> [Exercise task] Rewrite the lines below as a numbered list, leaving out any blank lines.

> [Input material]
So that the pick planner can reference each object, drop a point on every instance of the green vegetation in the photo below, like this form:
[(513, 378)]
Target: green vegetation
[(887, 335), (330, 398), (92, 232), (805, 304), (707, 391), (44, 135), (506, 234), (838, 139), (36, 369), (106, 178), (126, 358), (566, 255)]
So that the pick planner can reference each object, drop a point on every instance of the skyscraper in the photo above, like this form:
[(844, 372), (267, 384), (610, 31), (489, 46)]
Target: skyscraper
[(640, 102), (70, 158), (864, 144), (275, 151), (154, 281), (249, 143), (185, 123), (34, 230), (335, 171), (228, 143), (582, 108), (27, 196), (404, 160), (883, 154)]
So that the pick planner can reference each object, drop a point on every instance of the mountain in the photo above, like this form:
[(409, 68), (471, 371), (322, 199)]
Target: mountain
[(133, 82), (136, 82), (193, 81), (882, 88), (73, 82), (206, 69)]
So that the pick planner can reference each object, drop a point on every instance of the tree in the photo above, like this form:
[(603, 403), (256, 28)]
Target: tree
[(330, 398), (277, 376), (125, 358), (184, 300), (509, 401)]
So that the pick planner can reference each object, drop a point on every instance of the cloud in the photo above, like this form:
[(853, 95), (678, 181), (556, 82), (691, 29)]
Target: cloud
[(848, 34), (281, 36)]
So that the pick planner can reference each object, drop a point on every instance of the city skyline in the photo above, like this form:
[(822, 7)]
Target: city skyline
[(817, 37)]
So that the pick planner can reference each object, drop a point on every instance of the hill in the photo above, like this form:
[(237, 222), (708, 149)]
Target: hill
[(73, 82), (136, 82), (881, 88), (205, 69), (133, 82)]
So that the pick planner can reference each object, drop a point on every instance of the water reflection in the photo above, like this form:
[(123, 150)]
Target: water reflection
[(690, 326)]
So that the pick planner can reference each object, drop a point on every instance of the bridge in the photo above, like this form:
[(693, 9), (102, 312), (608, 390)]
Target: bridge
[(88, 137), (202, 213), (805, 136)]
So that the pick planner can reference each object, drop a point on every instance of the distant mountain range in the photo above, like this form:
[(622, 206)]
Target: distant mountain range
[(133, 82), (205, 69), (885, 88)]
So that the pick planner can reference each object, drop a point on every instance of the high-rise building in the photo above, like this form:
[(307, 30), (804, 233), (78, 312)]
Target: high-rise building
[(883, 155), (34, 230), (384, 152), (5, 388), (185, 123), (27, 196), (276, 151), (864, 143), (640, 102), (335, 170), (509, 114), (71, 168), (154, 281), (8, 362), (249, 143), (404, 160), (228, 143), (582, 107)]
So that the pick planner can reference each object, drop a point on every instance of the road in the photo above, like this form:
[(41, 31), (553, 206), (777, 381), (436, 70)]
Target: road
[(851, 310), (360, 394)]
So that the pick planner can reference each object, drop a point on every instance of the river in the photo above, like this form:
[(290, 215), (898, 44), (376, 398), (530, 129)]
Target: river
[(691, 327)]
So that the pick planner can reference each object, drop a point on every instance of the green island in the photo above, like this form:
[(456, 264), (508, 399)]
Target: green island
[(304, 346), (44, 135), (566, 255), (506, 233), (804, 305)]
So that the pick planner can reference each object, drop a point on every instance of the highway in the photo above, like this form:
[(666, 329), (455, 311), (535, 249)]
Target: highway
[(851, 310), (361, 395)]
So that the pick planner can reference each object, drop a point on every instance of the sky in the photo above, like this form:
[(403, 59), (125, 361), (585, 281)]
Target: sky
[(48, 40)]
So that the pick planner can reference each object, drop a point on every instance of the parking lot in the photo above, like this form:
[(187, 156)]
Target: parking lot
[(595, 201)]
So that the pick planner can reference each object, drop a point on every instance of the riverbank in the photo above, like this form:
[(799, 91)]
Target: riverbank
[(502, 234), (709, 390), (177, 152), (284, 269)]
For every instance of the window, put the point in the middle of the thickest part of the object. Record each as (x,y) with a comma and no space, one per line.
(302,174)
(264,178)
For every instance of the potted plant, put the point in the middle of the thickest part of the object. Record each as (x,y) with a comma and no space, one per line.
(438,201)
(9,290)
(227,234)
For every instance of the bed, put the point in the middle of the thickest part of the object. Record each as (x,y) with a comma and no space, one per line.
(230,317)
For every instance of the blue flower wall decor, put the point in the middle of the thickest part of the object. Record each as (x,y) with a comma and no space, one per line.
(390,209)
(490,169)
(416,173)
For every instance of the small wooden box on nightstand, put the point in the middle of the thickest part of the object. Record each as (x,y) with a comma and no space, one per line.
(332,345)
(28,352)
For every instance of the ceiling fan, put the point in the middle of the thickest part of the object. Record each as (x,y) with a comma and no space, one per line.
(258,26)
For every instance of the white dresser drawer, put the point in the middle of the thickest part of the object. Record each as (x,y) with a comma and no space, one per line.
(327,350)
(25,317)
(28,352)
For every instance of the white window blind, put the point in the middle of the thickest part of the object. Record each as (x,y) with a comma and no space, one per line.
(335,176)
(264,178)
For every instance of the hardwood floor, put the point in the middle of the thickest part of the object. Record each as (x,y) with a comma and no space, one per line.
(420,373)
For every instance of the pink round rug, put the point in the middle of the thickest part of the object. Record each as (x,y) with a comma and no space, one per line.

> [Problem solution]
1. So that the pick planner can reference each object, drop a point on every instance of the green vegetation in the photo below, like this form:
2. [(513, 378)]
3. Target: green vegetation
4. [(887, 335), (330, 398), (92, 232), (805, 304), (707, 391), (44, 135), (506, 234), (838, 139), (36, 369), (106, 178), (126, 358), (566, 255)]
5. So that the pick planner can reference each object, drop a point on every instance of the skyscraper in the photo above, like this form:
6. [(844, 372), (267, 384), (610, 31), (489, 46)]
7. Target: skyscraper
8. [(640, 102), (70, 158), (864, 144), (275, 151), (154, 281), (249, 143), (185, 123), (34, 230), (335, 171), (228, 143), (582, 108), (27, 196), (404, 160), (883, 154)]
9. So that the pick planner can reference each object, drop a point on every instance of the mountain in the photo above, like this form:
10. [(409, 68), (471, 371), (322, 199)]
11. Target: mountain
12. [(133, 82), (136, 82), (193, 81), (882, 88), (73, 82), (206, 69)]
13. So that the pick planner can reference each object, drop a point on every instance of the tree in the photo above, like this form:
14. [(603, 403), (256, 28)]
15. Target: tree
16. [(330, 398), (277, 376), (125, 358), (184, 300), (509, 401)]
17. So that the pick planner can reference each object, drop a point on every instance of the cloud in the photo above, like this form:
18. [(853, 95), (678, 181), (556, 82), (691, 29)]
19. Target: cloud
20. [(848, 34), (281, 36)]
21. So that the pick planner can reference each object, drop a point on every instance of the city skyline in the photo above, like this form:
22. [(822, 7)]
23. Target: city skyline
24. [(817, 37)]
25. So that the pick planner can reference each object, drop a point on every instance of the hill in the photo above, like this form:
26. [(237, 222), (708, 149)]
27. Target: hill
28. [(73, 82), (136, 82), (881, 88), (205, 69), (133, 82)]
29. So that the pick planner can reference each object, drop a point on every instance of the water reflection in the photo above, like this form:
30. [(123, 150)]
31. Target: water reflection
32. [(690, 326)]
33. So that the pick planner can reference each object, drop a point on every instance of the bridge in the photo above, like this form:
34. [(693, 9), (102, 312), (608, 390)]
35. Target: bridge
36. [(88, 137), (202, 213), (805, 136)]
37. So that the pick planner can reference each object, drop a point on every instance of the distant mountain range in the photo above, like this form:
38. [(622, 206)]
39. Target: distant mountain range
40. [(133, 82), (205, 69), (885, 88)]
41. So that the pick planner can reference each object, drop a point on every instance of the high-rise building in the photo above, like this form:
42. [(307, 30), (804, 233), (78, 312)]
43. Target: high-rise building
44. [(883, 155), (34, 230), (384, 152), (5, 388), (185, 123), (27, 196), (276, 151), (864, 143), (640, 102), (335, 170), (509, 114), (71, 168), (154, 281), (8, 362), (249, 143), (404, 160), (228, 143), (582, 107)]
45. So that the pick planner can reference each object, drop a point on every instance of the road in the photo above, like this form:
46. [(41, 31), (553, 206), (777, 381), (436, 70)]
47. Target: road
48. [(851, 310), (360, 394)]
49. So that the pick planner can reference each object, drop a point on every instance of the river in the photo above, like this form:
50. [(290, 215), (898, 44), (376, 398), (530, 129)]
51. Target: river
52. [(691, 327)]
53. So that the pick planner can reference each object, drop a point on every instance of the green island in the photo above, like this form:
54. [(456, 264), (508, 399)]
55. Target: green island
56. [(304, 346), (44, 135), (566, 255), (506, 233), (804, 305)]
57. So that the pick planner can reference each object, drop a point on every instance of the highway in the photo above, like this form:
58. [(666, 329), (455, 311), (535, 249)]
59. Target: highway
60. [(851, 310), (361, 395)]
61. So that the pick planner can reference each object, drop a point on every instance of the sky in the photo above, like this form:
62. [(403, 59), (125, 361), (585, 281)]
63. Target: sky
64. [(48, 40)]
65. So that the pick planner can reference each object, drop a point on every instance of the parking lot in the photo above, like this form:
66. [(187, 156)]
67. Target: parking lot
68. [(595, 201)]
69. So that the pick planner can reference each object, drop a point on every instance of the riverbank in the photo above, like this form:
70. [(799, 91)]
71. Target: riverbank
72. [(502, 234), (709, 390), (177, 152), (284, 269)]
73. For every instance of the window, put the point in the middle of the thickest part of the object. Record each as (x,y) with a comma and no space, one per line.
74. (302,174)
75. (264,178)
76. For every instance of the potted plant, put the point in the middle of the thickest part of the object. Record each as (x,y) with a comma and no space, one per line.
77. (438,201)
78. (9,290)
79. (227,234)
80. For every instance of the bed, put the point in the middle of the thickest part of the object. Record each as (x,y) with a comma and no space, one per line.
81. (230,317)
82. For every instance of the blue flower wall decor, put the point in the middle of the thickest part of the object. Record each as (x,y) with a comma and no space, one per line.
83. (390,209)
84. (490,169)
85. (416,173)
86. For every instance of the small wooden box on nightstand, put the point in the middle of the thickest part of the object. Record each as (x,y) with a comma and no space, one per line.
87. (332,345)
88. (28,352)
89. For every instance of the ceiling fan, put the point in the middle of the thickest part of the object. Record each as (x,y) with a comma and no space, one per line.
90. (258,26)
91. For every instance of the white dresser drawer, put the point in the middle of the thickest part of the object. Record each as (x,y) with a comma and no space, one per line.
92. (327,350)
93. (25,317)
94. (28,352)
95. For every instance of the white window blind, put the point in the middle of the thickest part of the object. Record each as (x,y) with a comma and no space, one per line.
96. (335,176)
97. (264,178)
98. For every instance of the hardwood floor, put the point in the middle of the thickest part of the object. Record each as (x,y) with a comma and no space, one per line.
99. (420,373)
100. For every instance of the pink round rug, put the point in the middle of the thickest part of the object. Record each as (x,y) with a comma and no space, one per line.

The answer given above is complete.